## Teks Hasil Ekstraksi
....................
Krisis Akibat Corona Lebih Dahsyat Dibanding 1998-2008-2013?

Jakarta, CNBC Indonesia - Krisis yang terjadi akibat pandemiĀ Covid-19 kali ini lebih dahsyat dibandingkan krisis ekonomi tahun 1998, 2008, dan 2013. Hal ini disampaikan Ketua Satuan Tugas Pemulihan Ekonomi Nasional (PEN) yang juga Wakil Menteri Badan Usaha Milik Negara (BUMN) Budi Gunadi Sadikin dalam acara CEO Networking 2020.
"Kebetulan saya di perbankan dulu, pernah mengalami krisis 3 kali. Krisis Asia 1998, krisis ekonomi dunia yang besar juga di tahun 2008 itu lebih besar dari 1998 tapi di Indonesia tidak terlalu terasa, serta krisis ekonomi dunia di tahun 2013," kata Budi, Selasa (14/11/2020).
....................
## Catatan Dataset
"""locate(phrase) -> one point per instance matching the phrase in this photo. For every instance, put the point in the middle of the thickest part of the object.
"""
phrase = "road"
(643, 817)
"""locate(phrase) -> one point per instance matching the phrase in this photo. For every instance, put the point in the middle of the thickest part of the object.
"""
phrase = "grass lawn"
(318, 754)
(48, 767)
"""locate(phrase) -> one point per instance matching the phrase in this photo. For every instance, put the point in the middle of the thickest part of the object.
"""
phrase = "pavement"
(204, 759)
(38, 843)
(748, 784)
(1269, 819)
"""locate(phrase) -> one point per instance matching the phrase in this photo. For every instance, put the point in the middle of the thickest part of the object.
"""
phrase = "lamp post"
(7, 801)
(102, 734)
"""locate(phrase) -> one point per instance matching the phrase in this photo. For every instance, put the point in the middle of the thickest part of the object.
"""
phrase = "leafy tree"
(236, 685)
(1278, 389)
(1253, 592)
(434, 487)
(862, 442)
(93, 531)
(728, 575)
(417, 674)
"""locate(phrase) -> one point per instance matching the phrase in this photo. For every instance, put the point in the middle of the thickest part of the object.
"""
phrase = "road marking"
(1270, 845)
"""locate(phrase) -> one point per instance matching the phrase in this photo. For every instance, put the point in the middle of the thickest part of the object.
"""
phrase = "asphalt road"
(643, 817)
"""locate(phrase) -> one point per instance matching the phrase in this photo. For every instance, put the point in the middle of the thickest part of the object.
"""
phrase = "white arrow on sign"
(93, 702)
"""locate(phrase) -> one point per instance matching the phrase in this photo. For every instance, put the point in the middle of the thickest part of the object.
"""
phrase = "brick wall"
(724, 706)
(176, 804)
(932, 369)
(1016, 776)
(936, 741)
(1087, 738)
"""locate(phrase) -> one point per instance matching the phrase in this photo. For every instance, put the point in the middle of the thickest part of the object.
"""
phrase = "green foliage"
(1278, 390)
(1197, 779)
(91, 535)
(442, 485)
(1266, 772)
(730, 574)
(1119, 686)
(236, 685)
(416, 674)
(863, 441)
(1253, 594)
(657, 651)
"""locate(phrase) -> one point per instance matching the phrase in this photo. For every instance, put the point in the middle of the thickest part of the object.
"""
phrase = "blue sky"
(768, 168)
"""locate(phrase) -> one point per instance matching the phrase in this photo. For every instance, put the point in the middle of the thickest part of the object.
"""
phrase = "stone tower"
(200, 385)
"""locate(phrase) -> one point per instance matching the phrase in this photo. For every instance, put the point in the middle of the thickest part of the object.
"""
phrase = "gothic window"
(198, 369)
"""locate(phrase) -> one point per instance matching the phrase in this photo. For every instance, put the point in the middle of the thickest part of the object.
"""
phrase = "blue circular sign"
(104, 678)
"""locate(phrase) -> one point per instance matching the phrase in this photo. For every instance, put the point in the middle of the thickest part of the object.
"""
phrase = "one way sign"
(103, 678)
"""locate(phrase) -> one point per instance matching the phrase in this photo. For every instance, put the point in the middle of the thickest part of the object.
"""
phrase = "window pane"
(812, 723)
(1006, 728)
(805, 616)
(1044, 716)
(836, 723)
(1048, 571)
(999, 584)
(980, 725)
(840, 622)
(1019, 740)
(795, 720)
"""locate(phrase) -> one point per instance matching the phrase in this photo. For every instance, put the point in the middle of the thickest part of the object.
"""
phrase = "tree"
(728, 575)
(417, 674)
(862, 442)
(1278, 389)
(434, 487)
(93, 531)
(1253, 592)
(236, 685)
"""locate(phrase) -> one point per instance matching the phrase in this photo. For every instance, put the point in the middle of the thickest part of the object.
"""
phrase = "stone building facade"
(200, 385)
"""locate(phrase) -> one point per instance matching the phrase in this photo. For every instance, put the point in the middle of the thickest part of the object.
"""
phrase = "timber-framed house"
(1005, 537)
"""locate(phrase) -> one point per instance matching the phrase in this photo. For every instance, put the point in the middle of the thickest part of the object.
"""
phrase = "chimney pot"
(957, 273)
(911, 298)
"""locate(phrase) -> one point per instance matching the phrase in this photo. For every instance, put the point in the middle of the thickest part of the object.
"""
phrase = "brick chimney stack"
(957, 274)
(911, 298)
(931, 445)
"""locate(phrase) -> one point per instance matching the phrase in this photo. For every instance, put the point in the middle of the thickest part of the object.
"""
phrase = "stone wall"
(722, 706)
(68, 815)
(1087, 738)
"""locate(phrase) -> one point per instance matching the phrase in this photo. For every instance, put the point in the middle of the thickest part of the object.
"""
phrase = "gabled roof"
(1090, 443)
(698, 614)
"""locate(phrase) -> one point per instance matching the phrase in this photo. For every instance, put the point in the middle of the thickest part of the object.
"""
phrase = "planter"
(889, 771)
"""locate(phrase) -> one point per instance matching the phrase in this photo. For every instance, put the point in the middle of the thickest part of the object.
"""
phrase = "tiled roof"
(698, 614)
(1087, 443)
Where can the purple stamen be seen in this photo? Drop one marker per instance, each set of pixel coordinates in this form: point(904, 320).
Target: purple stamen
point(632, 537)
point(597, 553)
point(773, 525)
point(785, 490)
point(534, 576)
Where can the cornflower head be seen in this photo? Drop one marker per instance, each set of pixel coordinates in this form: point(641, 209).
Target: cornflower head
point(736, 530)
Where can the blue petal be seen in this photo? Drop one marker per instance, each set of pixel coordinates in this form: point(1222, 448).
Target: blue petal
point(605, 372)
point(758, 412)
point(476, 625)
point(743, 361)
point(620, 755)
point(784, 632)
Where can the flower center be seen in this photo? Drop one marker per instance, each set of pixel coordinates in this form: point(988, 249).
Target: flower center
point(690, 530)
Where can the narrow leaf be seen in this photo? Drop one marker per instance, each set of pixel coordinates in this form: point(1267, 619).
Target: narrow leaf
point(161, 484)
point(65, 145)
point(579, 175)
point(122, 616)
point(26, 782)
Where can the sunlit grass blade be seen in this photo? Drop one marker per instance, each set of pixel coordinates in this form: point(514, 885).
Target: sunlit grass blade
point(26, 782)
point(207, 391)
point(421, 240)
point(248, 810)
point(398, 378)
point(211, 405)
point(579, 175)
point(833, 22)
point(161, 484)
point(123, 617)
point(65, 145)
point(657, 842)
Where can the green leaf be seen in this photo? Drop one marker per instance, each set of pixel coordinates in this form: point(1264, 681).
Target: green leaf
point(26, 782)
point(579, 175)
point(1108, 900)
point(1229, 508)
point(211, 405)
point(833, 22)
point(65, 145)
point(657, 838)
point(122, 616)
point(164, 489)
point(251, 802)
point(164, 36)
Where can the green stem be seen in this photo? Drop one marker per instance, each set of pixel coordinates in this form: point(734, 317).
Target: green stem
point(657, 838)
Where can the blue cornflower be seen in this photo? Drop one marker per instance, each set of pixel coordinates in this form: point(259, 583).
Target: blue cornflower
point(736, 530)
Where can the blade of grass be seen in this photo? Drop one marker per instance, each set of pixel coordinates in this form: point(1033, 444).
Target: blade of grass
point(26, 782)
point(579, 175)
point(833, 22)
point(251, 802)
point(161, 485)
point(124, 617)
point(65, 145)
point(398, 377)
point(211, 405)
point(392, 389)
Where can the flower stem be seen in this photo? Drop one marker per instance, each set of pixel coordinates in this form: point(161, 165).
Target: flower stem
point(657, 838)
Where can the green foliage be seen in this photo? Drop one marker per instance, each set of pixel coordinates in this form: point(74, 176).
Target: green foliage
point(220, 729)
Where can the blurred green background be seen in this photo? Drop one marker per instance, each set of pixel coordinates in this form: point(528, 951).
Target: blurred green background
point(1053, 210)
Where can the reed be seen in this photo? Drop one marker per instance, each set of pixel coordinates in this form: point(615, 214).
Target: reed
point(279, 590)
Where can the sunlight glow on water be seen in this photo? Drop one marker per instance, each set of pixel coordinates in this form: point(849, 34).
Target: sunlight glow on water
....................
## Petunjuk Latihan
Dari teks tentang krisis akibat corona, daftarkan setiap krisis yang menurut Budi pernah ia alami selama di perbankan, beserta tahunnya.

## Hasil Tugas
- Krisis Asia 1998
- Krisis ekonomi dunia tahun 2008
- Krisis ekonomi dunia tahun 2013